* **Instructions for the task**: Switch each "pin a point" in the listing below to "mark a point" and write the listing out again with nothing else altered.
/---
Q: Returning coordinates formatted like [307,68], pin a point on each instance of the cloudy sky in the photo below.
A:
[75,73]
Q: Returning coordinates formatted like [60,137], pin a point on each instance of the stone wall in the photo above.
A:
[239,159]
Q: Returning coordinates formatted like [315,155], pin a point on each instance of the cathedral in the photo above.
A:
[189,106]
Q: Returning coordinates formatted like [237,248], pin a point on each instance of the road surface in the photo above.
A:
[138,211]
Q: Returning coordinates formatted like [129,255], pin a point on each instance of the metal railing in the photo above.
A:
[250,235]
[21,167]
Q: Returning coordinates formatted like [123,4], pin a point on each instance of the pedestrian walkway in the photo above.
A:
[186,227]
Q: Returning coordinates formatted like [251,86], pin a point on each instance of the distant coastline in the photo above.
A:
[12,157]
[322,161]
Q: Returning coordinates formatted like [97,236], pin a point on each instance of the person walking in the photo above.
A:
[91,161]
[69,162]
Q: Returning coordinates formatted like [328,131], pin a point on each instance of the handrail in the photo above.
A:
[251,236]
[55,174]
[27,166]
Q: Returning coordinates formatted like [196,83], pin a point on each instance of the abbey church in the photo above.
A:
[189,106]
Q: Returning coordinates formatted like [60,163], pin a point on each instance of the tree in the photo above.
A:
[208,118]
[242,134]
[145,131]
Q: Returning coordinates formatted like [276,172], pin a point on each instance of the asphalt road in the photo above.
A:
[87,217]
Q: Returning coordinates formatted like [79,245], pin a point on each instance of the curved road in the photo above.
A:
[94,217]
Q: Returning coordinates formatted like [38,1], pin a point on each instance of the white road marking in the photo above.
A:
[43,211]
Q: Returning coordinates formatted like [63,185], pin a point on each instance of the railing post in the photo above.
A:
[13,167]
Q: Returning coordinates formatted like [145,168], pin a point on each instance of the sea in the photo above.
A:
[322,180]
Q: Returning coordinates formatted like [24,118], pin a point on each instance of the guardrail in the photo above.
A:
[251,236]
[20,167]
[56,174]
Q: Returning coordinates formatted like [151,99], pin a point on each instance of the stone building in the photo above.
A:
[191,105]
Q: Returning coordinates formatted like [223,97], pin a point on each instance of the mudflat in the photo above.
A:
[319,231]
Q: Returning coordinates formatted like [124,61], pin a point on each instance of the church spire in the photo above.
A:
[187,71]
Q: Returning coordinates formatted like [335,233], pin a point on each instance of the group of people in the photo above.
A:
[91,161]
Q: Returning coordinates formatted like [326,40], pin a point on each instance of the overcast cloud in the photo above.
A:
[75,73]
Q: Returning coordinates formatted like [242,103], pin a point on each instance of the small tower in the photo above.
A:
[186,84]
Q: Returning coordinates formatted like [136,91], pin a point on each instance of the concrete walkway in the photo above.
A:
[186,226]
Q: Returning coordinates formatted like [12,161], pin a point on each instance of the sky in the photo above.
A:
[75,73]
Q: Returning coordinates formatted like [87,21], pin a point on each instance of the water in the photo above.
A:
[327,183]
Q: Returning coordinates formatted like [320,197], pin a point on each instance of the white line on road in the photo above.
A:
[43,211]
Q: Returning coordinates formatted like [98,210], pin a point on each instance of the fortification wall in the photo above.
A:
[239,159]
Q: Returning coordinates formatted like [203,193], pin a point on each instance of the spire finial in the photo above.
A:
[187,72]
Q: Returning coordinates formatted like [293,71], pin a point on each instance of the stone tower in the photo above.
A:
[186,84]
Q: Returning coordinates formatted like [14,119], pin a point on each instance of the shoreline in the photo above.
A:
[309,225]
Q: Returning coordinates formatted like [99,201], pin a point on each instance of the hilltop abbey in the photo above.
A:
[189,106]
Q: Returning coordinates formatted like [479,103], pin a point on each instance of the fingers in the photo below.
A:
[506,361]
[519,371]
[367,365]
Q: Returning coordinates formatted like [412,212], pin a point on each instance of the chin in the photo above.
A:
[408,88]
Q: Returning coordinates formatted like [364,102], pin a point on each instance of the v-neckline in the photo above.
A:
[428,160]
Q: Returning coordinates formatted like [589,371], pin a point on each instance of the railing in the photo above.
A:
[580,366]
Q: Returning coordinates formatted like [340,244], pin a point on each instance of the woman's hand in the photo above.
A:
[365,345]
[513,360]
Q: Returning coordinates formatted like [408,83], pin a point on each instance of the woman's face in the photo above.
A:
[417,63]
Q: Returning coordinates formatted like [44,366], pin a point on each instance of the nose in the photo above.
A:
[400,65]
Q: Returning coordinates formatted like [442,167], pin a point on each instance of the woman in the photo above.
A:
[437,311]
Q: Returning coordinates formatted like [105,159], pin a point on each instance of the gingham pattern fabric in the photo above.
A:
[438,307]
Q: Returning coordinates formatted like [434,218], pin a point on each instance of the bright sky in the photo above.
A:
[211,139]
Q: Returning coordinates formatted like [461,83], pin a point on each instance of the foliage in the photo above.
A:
\---
* **Output**:
Q: Returning coordinates formatted like [307,68], mark a point on each instance of the cloudy sky in the photo below.
A:
[75,73]
Q: Returning coordinates formatted like [60,137], mark a point on each instance of the stone wall in the photo above.
A:
[239,159]
Q: Returning coordinates formatted like [315,155], mark a point on each instance of the cathedral in the photo above.
A:
[189,106]
Q: Returning coordinates formatted like [237,248], mark a point on each instance of the road surface in the photo above.
A:
[138,211]
Q: Returning coordinates formatted like [129,255], mark a point on each instance of the metal railing in the photo above.
A:
[250,235]
[21,167]
Q: Returning coordinates formatted like [123,4], mark a point on each instance of the pedestrian walkway in the photo above.
A:
[186,227]
Q: Returning coordinates formatted like [251,86], mark a point on each instance of the distant coastline in the photo above.
A:
[12,157]
[322,161]
Q: Returning coordinates formatted like [97,236], mark a point on each instance of the person walking in the photo above.
A:
[91,161]
[69,162]
Q: Returning coordinates formatted like [328,131], mark a point on each instance of the handrail in the photo above.
A:
[251,236]
[55,174]
[27,166]
Q: Returning coordinates formatted like [196,83], mark a point on each instance of the abbey church in the photo above.
A:
[189,106]
Q: Returning coordinates formatted like [60,163], mark a point on each instance of the tree in the photo above.
A:
[208,118]
[242,134]
[145,131]
Q: Returning coordinates formatted like [276,172], mark a point on each instance of the asphalt road in the photo above.
A:
[87,217]
Q: Returning coordinates formatted like [79,245], mark a point on each instance of the curved road in the photo above.
A:
[94,217]
Q: Returning coordinates formatted like [38,1], mark a point on each instance of the white road marking in the photo above.
A:
[43,211]
Q: Returning coordinates formatted like [63,185], mark a point on each instance of the railing post in the photo above.
A:
[13,167]
Q: Returning coordinates formatted like [145,168], mark a point on each instance of the sea in the photo above.
A:
[322,180]
Q: Returning coordinates formatted like [24,118], mark a point on each instance of the guardrail in the photo above.
A:
[251,236]
[20,167]
[56,174]
Q: Returning coordinates formatted like [151,99], mark a point on each instance of the stone building in the photo above.
A:
[191,105]
Q: Returning coordinates formatted like [223,97], mark a point on each instance of the mudflat in the photo above.
A:
[319,231]
Q: Returning coordinates formatted like [124,61], mark a point on each instance of the church spire in the photo above.
A:
[187,71]
Q: Returning coordinates formatted like [335,233], mark a point on each instance of the group of people in the photo above.
A:
[91,161]
Q: Returning coordinates formatted like [326,40], mark a point on each instance of the overcast cloud in the photo above.
A:
[75,73]
Q: Returning coordinates formatted like [242,103], mark a point on each instance of the small tower in the photo above.
A:
[186,84]
Q: Returning coordinates formatted like [136,91], mark a point on each instance of the concrete walkway in the photo above.
A:
[186,226]
Q: Returning coordinates formatted like [12,161], mark a point on each instance of the sky in the photo above.
A:
[75,73]
Q: Returning coordinates formatted like [87,21], mark a point on each instance of the water in the photo above.
A:
[327,183]
Q: Returning coordinates formatted like [320,197], mark a point on each instance of the white line on road in the photo above.
A:
[43,211]
Q: Returning coordinates formatted like [98,210], mark a point on each instance of the fortification wall in the photo above.
A:
[239,159]
Q: Returning coordinates formatted like [203,193], mark a point on each instance of the spire finial in the photo above.
A:
[187,72]
Q: Returning coordinates formatted like [293,71], mark a point on each instance of the stone tower in the photo above.
A:
[186,84]
Q: Returning coordinates formatted like [14,119], mark a point on each instance of the shoreline in the photo above.
A:
[309,225]
Q: Returning coordinates formatted like [99,201], mark a point on each instance of the hilltop abbey in the photo above.
A:
[189,106]
Q: Returning coordinates formatted like [479,103], mark a point on each instance of the fingers in the photo below.
A:
[506,361]
[519,371]
[367,365]
Q: Returning coordinates formatted like [412,212], mark a point on each instance of the chin in the photo above.
A:
[408,88]
Q: Returning coordinates formatted like [364,102], mark a point on each instance of the v-neckline in the photo above.
A:
[428,160]
Q: Returning coordinates formatted like [589,371], mark a point on each instance of the railing in the photo above.
A:
[580,366]
Q: Returning coordinates formatted like [340,244], mark a point on each instance of the woman's hand in the photo above.
A:
[365,345]
[513,360]
Q: Returning coordinates formatted like [408,83], mark a point on each instance of the woman's face in the photo above.
A:
[417,63]
Q: Returning coordinates formatted like [44,366], mark a point on each instance of the nose in the photo above.
A:
[400,65]
Q: Returning coordinates formatted like [442,167], mark a point on each instance of the woman in the photo above.
A:
[437,311]
Q: Returning coordinates formatted like [105,159], mark a point on each instance of the gingham pattern fabric in the photo above.
A:
[438,307]
Q: Returning coordinates formatted like [434,218], mark a point on each instance of the bright sky in the photo above.
A:
[211,139]
Q: Returning coordinates formatted like [461,83], mark a point on each instance of the foliage in the photo above.
A:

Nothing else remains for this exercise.